_TASK DIRECTIONS_
The expected reply is all of the data, returned exactly.

_MATERIAL FOR THIS EXERCISE_
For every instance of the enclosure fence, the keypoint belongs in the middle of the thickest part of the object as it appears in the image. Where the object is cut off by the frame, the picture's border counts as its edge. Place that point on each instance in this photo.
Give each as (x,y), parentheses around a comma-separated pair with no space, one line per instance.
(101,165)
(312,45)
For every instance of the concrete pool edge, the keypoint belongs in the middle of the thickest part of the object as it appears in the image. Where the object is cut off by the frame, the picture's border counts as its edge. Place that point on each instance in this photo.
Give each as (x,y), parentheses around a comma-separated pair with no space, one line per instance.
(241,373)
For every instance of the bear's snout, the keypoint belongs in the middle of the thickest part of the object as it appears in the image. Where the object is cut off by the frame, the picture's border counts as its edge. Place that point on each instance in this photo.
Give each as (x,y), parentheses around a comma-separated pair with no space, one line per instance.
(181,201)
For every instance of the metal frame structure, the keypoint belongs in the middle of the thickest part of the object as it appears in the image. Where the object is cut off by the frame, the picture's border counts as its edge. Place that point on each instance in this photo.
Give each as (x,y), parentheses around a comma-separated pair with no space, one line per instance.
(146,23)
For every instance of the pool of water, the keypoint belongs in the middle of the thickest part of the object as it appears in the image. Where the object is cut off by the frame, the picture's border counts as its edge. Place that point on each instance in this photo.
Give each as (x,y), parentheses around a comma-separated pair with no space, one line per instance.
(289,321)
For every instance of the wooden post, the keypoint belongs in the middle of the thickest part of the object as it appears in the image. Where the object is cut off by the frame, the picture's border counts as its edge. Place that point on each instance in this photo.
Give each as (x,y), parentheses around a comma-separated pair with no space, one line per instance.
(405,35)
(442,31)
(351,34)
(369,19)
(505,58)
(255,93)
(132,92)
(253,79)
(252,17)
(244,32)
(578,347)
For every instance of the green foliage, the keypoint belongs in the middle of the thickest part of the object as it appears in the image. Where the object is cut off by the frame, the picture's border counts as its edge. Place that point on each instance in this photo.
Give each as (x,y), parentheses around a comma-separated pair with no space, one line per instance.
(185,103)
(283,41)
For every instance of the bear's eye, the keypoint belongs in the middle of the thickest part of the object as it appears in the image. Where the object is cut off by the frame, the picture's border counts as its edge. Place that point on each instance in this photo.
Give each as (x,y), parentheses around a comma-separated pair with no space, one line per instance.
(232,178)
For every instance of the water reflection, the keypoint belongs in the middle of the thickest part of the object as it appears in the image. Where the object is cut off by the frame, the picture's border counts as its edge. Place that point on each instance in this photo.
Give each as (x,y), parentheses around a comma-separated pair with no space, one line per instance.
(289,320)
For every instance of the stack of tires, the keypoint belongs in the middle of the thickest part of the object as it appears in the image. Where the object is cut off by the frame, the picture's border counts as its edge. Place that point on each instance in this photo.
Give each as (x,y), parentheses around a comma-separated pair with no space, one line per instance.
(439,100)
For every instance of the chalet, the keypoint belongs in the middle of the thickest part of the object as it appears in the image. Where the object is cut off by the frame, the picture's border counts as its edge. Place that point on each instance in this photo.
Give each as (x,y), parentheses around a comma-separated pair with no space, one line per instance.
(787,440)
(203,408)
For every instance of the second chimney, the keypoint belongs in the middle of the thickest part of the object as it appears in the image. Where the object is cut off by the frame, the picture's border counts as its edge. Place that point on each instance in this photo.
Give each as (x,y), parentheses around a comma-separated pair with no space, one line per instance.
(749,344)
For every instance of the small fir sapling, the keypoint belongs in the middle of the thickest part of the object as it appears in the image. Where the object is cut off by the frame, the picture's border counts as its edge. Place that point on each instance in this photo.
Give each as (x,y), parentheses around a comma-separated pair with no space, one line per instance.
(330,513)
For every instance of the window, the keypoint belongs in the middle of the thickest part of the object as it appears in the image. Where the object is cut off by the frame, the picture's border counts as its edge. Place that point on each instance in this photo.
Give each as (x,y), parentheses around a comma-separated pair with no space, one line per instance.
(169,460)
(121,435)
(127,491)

_PROBLEM SOLUTION_
For every instance of the enclosure fence, the keypoint belongs in the middle of the thickest part of the object as it appears in the image. Where the object is cut off by the frame, the picture's border counts as its edge. Place that point on each instance in this photo.
Give each as (x,y), parentheses around a comma-separated pair with no space, one line per instance.
(101,165)
(312,45)
For every instance of the concrete pool edge, the keypoint belongs in the middle of the thickest part of the object as it appears in the image. Where the object is cut off by the frame, the picture's border counts as its edge. Place that point on each instance in this photo.
Give each as (x,y), parentheses around a comma-separated pair with no space, one line per instance.
(241,373)
For every instance of the bear's snout, the keypoint belongs in the middle of the thickest part of the object as it appears in the image. Where the object is cut off by the frame, the picture's border counts as its edge. Place that point on each instance in this photo.
Give each as (x,y), parentheses around a comma-separated pair with no space, one line per instance.
(181,201)
For every instance of the metal frame structure, the keypoint belongs in the middle of the thickest part of the object as it appears in the image. Where the object is cut off by the frame, the picture's border counts as its edge. Place that point on each instance in this photo.
Give each as (x,y), parentheses around a comma-separated pair with no space, one line per instance.
(146,23)
For every instance of the pool of water, the keypoint belongs in the middle of the thickest part of the object as it appears in the image. Where the object is cut off by the frame, the picture's border counts as its edge. Place that point on each instance in this photo.
Give each as (x,y), parentheses around a comma-separated pair with no space, one line per instance.
(289,321)
For every instance of the wooden post, the keypoint belongs in the middle of the thickest part of the object as it appears in the image. Where the object is cut off by the frame, the picture's border counts as its edge. Place that point on each instance in this photo.
Give each as (x,y), parentheses around a comma-separated pair with no space, one line per instance.
(405,35)
(442,31)
(351,34)
(369,19)
(505,58)
(255,93)
(132,92)
(253,79)
(252,17)
(244,32)
(578,347)
For every instance of the green foliage, the keypoint belongs in the middle of the thickest part of the object as it appears in the image. Where the object is cut off by the frame, the picture's border counts as its edge. Place that point on each instance in this photo.
Give each as (x,y), parentheses around a comma-separated pair with no space, one line per instance.
(185,103)
(283,41)
For every instance of the bear's eye, the keypoint belongs in the middle of the thickest part of the object as it appears in the image. Where the object is cut off by the frame, the picture's border counts as its edge. Place that point on each instance in this photo.
Give each as (x,y), parentheses around a comma-separated pair with no space, one line per instance.
(232,178)
For every instance of the water reflection, the keypoint belongs in the middle of the thickest part of the object as it appears in the image. Where the object is cut off by the frame, the picture's border counts as its edge. Place that point on each instance in this photo.
Give each as (x,y), parentheses around a comma-separated pair with no space, one line per instance.
(289,320)
For every instance of the stack of tires, the keypoint belongs in the middle of the thickest part of the object as it appears in the image. Where the object is cut off by the frame, the picture's border counts as its edge. Place that point on each instance in this photo.
Give each as (x,y), parentheses around a comma-separated pair with no space, one line per instance.
(439,100)
For every instance of the chalet, the keypoint belongs in the middle of the thickest part of the object as it appears in the image. Where the object is cut off by the frame, the picture's border counts as its edge. Place that point on each instance in this photo.
Give each as (x,y), parentheses around a comma-separated pair with no space, one line per instance.
(787,440)
(203,408)
For every instance of the second chimney, the keypoint belongs in the middle of the thickest part of the object as it appears in the image. Where the object is cut off by the frame, the picture's border counts as its edge. Place that point on each instance in this photo.
Give each as (x,y), parentheses around a comma-separated pair with no space, one line per instance.
(749,344)
For every instance of the small fir sapling, the keypoint belongs in the middle of the thickest part of the object as it appears in the image. Where the object is cut off by the frame, the picture's border counts as its edge. Place that point on each instance in this photo.
Give each as (x,y), parentheses around a comma-separated pair with no space, one line per instance.
(330,513)
For every instance of the window, the keypoint belongs in the middle of the thickest part of the object as it appears in the image. Where the object is cut off by the frame, the picture's border counts as its edge. Place that point on each instance in this photo.
Give each as (x,y), parentheses around a comma-separated pair with no space, one line per instance.
(169,460)
(121,435)
(127,491)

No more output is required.